→ Document segment
------------------------------------------------------------------------
The Pancreas Research Group in Liverpool concentrates on investigating fundamental cellular mechanisms relevant to the pathophysiology of acute pancreatitis and pancreatic ductal adenocarcinoma (PDA) and translation into clinical outputs. The work of our team is closely co-ordinated through the Centre of Excellence for Pancreas Cancer of the Liverpool Cancer Research UK Centre and the Liverpool NIHR Pancreas Biomedical Research Unit, which is the only NIHR Research Unit focused on translational pancreatic research. The MRC funding requested in this application will further underpin conceptual and technical developments in the Pancreas Research Group necessary for translational progression. This Group coordinates the efforts of clinicians, cell biologists and physiologists, organic chemists, structural biologists and pharmacologists of the University of Liverpool aiming to develop drugs against PDA (as well as pancreatitis).

In the framework of this project, all information and knowledge acquired will be immediately shared with the Pancreatic Research Group and could be used for the informed design of pharmacological approaches for the treatment of PDA. All technical information and cell-based assays performed will also be shared with the Pancreatic Research Group and could be utilised for the development of procedures to test new pharmacological compounds in pancreatic cancer patients. The Pancreatic Research Group has established contacts with pharmaceutical companies interested in developing or testing compounds which could alleviate PDA. The relevant conceptual knowledge and methodological expertise generated in the course of our project will be conveyed to collaborating pharmaceutical companies. Collaborators are also actively involved in communicating the results of their research to the general public (see Pathways to Impact).
------------------------------------------------------------------------
→ Questions on the material
[1] Translate this sentence from the pancreas research summary into French: "The Pancreatic Research Group has established contacts with pharmaceutical companies interested in developing or testing compounds which could alleviate PDA."
[2] Decide whether each statement agrees with the pancreas research summary, and quote the words that settle it: (a) The Liverpool NIHR Pancreas Biomedical Research Unit is the only NIHR Research Unit focused on translational pancreatic research. (b) The Group aims to develop drugs against pancreatitis alone. (c) Knowledge acquired in the project will be shared with the Pancreatic Research Group only once the project is finished.
The material comes from a separate source.
------------------------------------------------------------------------
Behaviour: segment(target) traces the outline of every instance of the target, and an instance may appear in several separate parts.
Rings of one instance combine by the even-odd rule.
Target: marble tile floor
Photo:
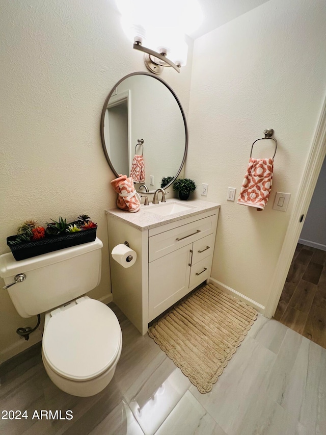
[[[110,306],[123,346],[109,385],[92,397],[63,393],[47,377],[36,346],[30,357],[0,367],[1,410],[28,415],[0,420],[0,433],[326,434],[326,349],[318,345],[259,315],[212,391],[201,394],[148,335]],[[71,410],[73,418],[32,419],[41,410],[61,410],[63,418]]]
[[[326,348],[326,251],[298,243],[274,318]]]

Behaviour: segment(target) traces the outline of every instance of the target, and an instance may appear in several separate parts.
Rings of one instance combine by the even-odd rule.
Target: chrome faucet
[[[154,194],[154,196],[153,197],[153,204],[158,204],[158,192],[162,192],[162,200],[161,202],[166,202],[167,201],[165,200],[165,192],[162,189],[158,189]]]
[[[146,184],[141,184],[141,185],[139,186],[139,187],[138,188],[139,190],[141,190],[141,187],[145,187],[145,191],[147,193],[149,193],[149,190],[148,190],[148,188],[147,187],[147,186],[146,186]]]

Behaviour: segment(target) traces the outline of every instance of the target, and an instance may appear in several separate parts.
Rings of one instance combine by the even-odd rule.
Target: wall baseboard
[[[236,290],[231,289],[231,287],[229,287],[228,286],[226,286],[225,284],[223,284],[222,283],[220,283],[220,281],[218,281],[217,279],[214,279],[213,278],[209,278],[208,282],[211,283],[212,284],[214,284],[217,287],[219,287],[219,289],[221,289],[221,290],[223,290],[228,294],[231,295],[231,296],[234,296],[234,297],[239,299],[240,300],[242,300],[242,302],[250,305],[251,306],[253,306],[255,310],[257,310],[258,313],[260,314],[262,314],[263,316],[264,315],[264,313],[265,313],[265,307],[263,305],[261,305],[260,303],[258,303],[254,300],[253,300],[252,299],[247,297],[244,296],[244,295],[239,293],[239,292],[237,292]]]
[[[108,303],[110,303],[110,302],[112,302],[113,301],[113,296],[112,296],[112,293],[107,293],[106,295],[104,295],[102,297],[100,297],[99,299],[99,300],[100,302],[102,302],[103,303],[105,303],[105,305],[107,305]]]
[[[31,334],[28,341],[17,336],[16,341],[0,352],[0,363],[12,358],[13,356],[15,356],[40,341],[42,341],[42,332],[39,329],[36,329]]]
[[[321,243],[316,243],[316,242],[312,242],[311,240],[305,240],[304,239],[299,239],[298,243],[302,245],[306,245],[311,248],[316,248],[316,249],[321,249],[322,251],[326,251],[326,245],[322,245]]]

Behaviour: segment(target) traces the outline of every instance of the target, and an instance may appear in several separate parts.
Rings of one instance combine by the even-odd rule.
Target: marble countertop
[[[171,202],[176,202],[181,205],[184,205],[189,208],[189,210],[174,213],[167,216],[160,216],[154,213],[150,213],[146,211],[146,208],[150,208],[150,210],[153,210],[154,208],[159,208],[160,206],[163,206],[165,203],[168,204]],[[176,198],[172,198],[167,200],[164,203],[160,202],[157,205],[144,206],[142,204],[141,209],[135,213],[131,213],[129,212],[121,210],[120,209],[111,209],[105,210],[105,213],[110,215],[113,217],[121,219],[126,223],[137,228],[140,231],[144,231],[145,229],[149,229],[161,225],[165,225],[171,222],[180,220],[185,217],[190,217],[196,216],[203,212],[208,212],[219,209],[220,207],[219,204],[215,202],[209,202],[207,201],[202,201],[200,199],[188,199],[187,201],[180,201]]]

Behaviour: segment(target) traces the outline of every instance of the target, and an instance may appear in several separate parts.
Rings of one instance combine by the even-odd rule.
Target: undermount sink
[[[180,212],[185,212],[193,209],[191,206],[185,206],[179,204],[178,202],[168,202],[168,203],[162,203],[160,202],[155,206],[150,206],[149,207],[145,206],[144,210],[150,213],[154,213],[155,215],[159,215],[161,216],[167,216],[169,215],[174,215],[175,213],[179,213]]]

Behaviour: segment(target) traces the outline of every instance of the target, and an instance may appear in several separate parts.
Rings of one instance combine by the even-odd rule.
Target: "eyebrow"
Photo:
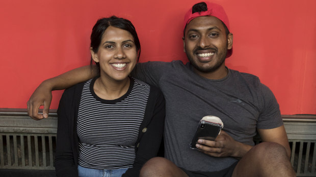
------------------------------------------------------------------------
→ Solutions
[1] Le groupe de recherche sur le pancréas a établi des contacts avec des entreprises pharmaceutiques intéressées par le développement ou l'essai de composés susceptibles d'atténuer le PDA.

[2]
(a) Yes: "which is the only NIHR Research Unit focused on translational pancreatic research"
(b) No: "aiming to develop drugs against PDA (as well as pancreatitis)"
(c) No: "all information and knowledge acquired will be immediately shared with the Pancreatic Research Group"